SET EXERCISE A:
List every line in the rows below that contains the string "glass", treating uppercase and lowercase letters as different.

___ EXCERPTED TEXT ___

I never wanted kids.


----------



## Peter Attis (Aug 31, 2009)

No, never.


----------



## Hoofservant (Apr 15, 2009)

Not for me, thanks. I don't think I'd be a terrible mother, I just don't like kids and feel no maternal instincts towards having them. I've been told before "But it's different when they're yours!" and I'm sure I would love them, but I believe I'll have a happier life being free without any little crib lizards latching on to me. Hedonistic? Sure, but I'm not here to please anybody but myself anyways.


----------



## markx (Dec 22, 2007)

I would LOVE to have kids. The only way it will happen now though is through a site like free-sperm-donations.com - I've thought about it a few times but I always bottle it.

(Bottle it... geddit?!)


----------



## Madison_Rose (Feb 27, 2009)

I don't even like children. Ok, sometimes they're cute, but mostly - yuck. Never having children.


----------



## tutliputli (Feb 22, 2009)

Definitely :yes Whenever I see a baby, I just melt to a pile of goo. I have a really strong urge to cuddle them and kiss them etc. I have a long-term boyfriend and I'm sure he wants children too, just not yet.


----------



## meowgirl (Aug 24, 2009)

LaRibbon said:


> I used to want 3 or 4 (Like have 3, then have one more a decade later because all at once is too many).
> 
> But recently something happened (basically it finally dawned on me how evil and disgusting this world really is) which made me think i don't want to bring kids to this world...so I don't know what the hell anymore. :stu


i know the feeling laribbon >w<


----------



## shadowmask (Jun 22, 2009)

Yes, although the thought of losing them suddenly would constantly be on my mind, for certain reasons. But the love would be worth the fear.

___

SET EXERCISE B:
Continue the forum thread above about whether people want children, starting right after its final post.

___ RECORDED INFORMATION ___

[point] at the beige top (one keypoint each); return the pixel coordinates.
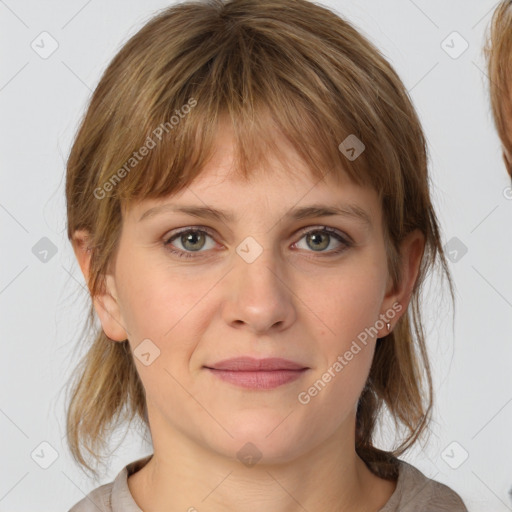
(414, 493)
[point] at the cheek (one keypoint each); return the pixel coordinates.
(349, 303)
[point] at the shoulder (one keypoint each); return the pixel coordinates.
(419, 493)
(98, 500)
(114, 496)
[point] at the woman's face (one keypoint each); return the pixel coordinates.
(264, 282)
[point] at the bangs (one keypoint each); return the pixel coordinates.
(165, 119)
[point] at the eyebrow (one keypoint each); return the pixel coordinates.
(304, 212)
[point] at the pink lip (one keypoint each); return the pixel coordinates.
(251, 373)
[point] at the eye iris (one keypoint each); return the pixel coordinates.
(316, 235)
(192, 237)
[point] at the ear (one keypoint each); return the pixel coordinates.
(106, 302)
(398, 297)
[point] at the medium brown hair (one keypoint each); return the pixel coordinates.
(498, 51)
(317, 80)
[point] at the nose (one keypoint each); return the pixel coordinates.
(259, 294)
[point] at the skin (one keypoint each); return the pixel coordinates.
(293, 301)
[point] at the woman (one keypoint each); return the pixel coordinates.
(247, 197)
(499, 61)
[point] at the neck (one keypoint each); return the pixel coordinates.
(184, 475)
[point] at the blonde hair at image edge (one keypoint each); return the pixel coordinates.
(498, 51)
(319, 80)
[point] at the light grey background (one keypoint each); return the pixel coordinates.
(43, 303)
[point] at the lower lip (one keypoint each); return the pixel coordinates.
(259, 379)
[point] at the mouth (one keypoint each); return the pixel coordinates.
(251, 373)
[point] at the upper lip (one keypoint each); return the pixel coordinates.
(249, 364)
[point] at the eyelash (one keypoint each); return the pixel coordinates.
(345, 241)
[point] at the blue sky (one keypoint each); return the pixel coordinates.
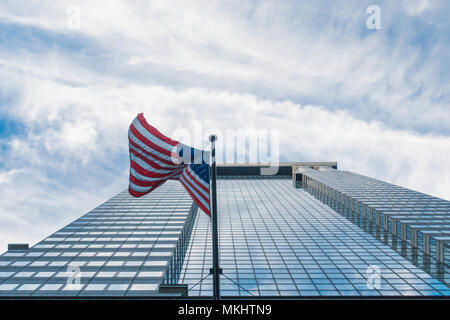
(376, 101)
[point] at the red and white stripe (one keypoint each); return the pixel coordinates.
(154, 160)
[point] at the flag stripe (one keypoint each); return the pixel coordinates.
(194, 186)
(154, 131)
(155, 158)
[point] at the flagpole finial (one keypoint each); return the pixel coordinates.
(212, 138)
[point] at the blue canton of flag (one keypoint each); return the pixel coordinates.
(155, 158)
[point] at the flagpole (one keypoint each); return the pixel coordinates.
(216, 271)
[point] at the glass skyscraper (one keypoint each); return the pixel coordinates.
(310, 230)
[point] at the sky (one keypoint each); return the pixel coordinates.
(73, 75)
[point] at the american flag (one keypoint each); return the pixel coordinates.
(155, 158)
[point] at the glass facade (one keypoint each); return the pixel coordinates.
(414, 224)
(125, 247)
(276, 240)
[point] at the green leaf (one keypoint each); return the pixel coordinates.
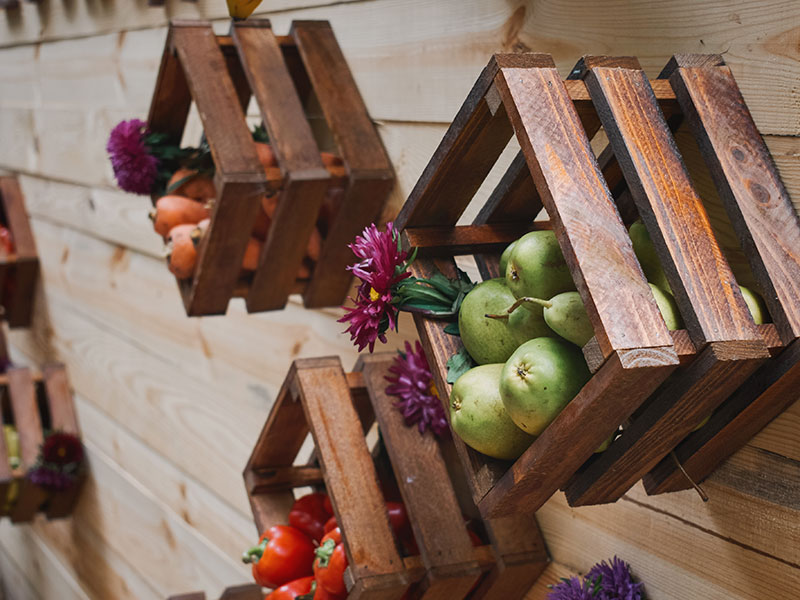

___

TASK ANSWER A:
[point] at the glass skyscraper (one keypoint each); return the pixel coordinates.
[point] at the glass facade (one keypoint each); return the pixel coordinates.

TASK ANSWER B:
----------



## anomalous (Jun 12, 2004)

Absolutely not... I'd rather end my own life than have one, honestly. Not that it will ever be an issue.


----------



## banjerbanjo (May 18, 2009)

I don't really know. I can't stand most kids, but my niece is awesome. If I knew that my kid would be like her then I would want to. 

Although, I'm scared that if I had kids I would push them into playing instruments too much.


----------



## rincewind (Sep 7, 2009)

I might, but only if I was in a long term relationship that I felt really comfortable in, and if my SA wasn't as bad as it is at the moment. Otherwise, absolutely not.


----------



## Tangent (Jul 1, 2009)

Nobody has the moral right to play god and have children - especially in an over-populated planet of scarce resources on which there are many children already without homes - why not adopt if one wants to nurture young children - that way there is at least some sort of consent involved.

My short answer is "No."


----------



## ecotec83 (Sep 7, 2009)

I said no for several reasons, firstly kids actually make me anxious for some reason also because i have to many personal issues to deal with so i don't think i could be an effective parent. Money is also a big issue. The other main reason is i don't think i could bring a life into a world that is so messed up. It seems that the world becomes a worse place every day, wars, recession, more crime, job are hard to come by, the cost of living is so high, famine and enviromental problems. Not to mention many places are already over populated and thousands are starving.


----------



## Aurora (Feb 27, 2009)

Too late for me. Im pregnant. lol. But yes, I have always wanted a family of my own. Other peoples kids freak me out and Im having one of my own? LOL. Im finding all the emotional and financial preparations mean nothing in the end and that pregnancy is nothing like you imagined.


----------



## TheDaffodil (Jun 20, 2009)

I love children. They are like...I know a lot of people have problems with them but I have a very positive energy towards them. They're fascinating and messy and have the greatest laughs. ^__^ I don't want to give birth to any kids but I have a strong desire to adopt (3 to 5 year olds, not babies). I, of course, would not have kids if my significant other was greatly against it. I plan on working with kids so as long as they're in my life I'll be happy. I'd love to raise a couple though. :yes


----------



## Shauna The Dead (Jun 16, 2005)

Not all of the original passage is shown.